Supplied entries:
<<<<
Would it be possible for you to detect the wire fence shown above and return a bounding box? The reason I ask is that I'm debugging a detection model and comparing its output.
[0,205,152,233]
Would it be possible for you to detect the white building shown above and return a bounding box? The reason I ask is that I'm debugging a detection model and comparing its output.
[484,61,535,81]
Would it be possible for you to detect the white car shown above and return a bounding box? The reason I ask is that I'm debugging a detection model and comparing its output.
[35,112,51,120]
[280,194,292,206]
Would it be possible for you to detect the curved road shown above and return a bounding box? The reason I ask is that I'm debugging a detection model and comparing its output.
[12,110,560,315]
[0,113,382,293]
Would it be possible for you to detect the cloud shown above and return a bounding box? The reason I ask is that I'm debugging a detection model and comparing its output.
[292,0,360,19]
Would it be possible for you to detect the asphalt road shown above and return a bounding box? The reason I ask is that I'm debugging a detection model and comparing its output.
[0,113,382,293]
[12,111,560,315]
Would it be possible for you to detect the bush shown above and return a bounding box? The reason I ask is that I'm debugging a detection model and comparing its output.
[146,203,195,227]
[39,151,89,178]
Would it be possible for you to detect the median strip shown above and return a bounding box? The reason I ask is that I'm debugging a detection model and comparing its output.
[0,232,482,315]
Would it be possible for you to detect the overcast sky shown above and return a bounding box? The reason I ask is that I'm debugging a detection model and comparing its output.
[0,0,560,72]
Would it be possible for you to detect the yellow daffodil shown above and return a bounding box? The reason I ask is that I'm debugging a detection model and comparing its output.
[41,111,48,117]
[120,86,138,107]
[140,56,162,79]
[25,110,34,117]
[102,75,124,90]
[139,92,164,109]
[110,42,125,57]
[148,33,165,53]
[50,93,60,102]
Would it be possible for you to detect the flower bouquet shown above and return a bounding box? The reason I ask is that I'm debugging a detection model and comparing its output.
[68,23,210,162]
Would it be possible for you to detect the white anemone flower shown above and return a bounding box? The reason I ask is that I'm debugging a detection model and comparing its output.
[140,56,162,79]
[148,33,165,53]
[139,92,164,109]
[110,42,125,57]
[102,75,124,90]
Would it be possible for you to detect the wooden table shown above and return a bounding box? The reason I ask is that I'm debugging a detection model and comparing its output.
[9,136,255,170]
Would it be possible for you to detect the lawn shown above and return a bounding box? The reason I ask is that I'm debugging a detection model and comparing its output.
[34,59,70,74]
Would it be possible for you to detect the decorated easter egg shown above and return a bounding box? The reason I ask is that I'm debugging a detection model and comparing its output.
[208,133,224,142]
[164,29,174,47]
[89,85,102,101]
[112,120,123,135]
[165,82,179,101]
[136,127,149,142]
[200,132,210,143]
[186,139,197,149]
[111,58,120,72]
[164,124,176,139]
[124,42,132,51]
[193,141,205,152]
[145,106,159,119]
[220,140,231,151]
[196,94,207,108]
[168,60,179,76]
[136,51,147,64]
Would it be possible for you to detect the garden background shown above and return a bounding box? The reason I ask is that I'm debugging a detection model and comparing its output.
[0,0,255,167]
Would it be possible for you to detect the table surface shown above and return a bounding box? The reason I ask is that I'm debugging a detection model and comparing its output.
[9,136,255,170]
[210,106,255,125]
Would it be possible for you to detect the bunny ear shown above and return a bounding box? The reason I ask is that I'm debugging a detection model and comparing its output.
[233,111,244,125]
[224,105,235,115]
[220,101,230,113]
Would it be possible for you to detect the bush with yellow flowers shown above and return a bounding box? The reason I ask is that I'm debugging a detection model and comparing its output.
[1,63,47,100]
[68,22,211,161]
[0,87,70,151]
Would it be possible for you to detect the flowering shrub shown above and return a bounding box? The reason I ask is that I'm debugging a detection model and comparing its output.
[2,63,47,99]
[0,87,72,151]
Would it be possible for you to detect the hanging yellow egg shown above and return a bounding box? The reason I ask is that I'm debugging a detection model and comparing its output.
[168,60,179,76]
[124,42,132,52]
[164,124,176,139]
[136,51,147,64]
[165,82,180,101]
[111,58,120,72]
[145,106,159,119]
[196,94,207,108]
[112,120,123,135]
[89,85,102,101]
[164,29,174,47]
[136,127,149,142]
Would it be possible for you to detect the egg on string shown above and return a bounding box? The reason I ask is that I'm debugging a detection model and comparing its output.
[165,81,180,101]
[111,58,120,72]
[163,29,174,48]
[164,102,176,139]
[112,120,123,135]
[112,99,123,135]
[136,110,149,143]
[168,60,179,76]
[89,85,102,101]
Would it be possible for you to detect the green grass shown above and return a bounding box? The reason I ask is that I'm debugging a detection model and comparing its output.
>>>>
Instructions to follow: Convert the rows beginning with the line that contains "Would it be possible for you to detect the cloud" and continuing through the line that contains "[292,0,360,19]" into a two-column CSV with the headers "prompt" and "response". Write one line per row, placing each value in a single quoted field and replacing any line breaks with spaces.

Result for this task:
prompt,response
"Would it be possible for you to detect the cloud shown above and return a bounding box? The reason I ask is that I'm debugging a detection model and comparing its output.","[292,0,360,19]"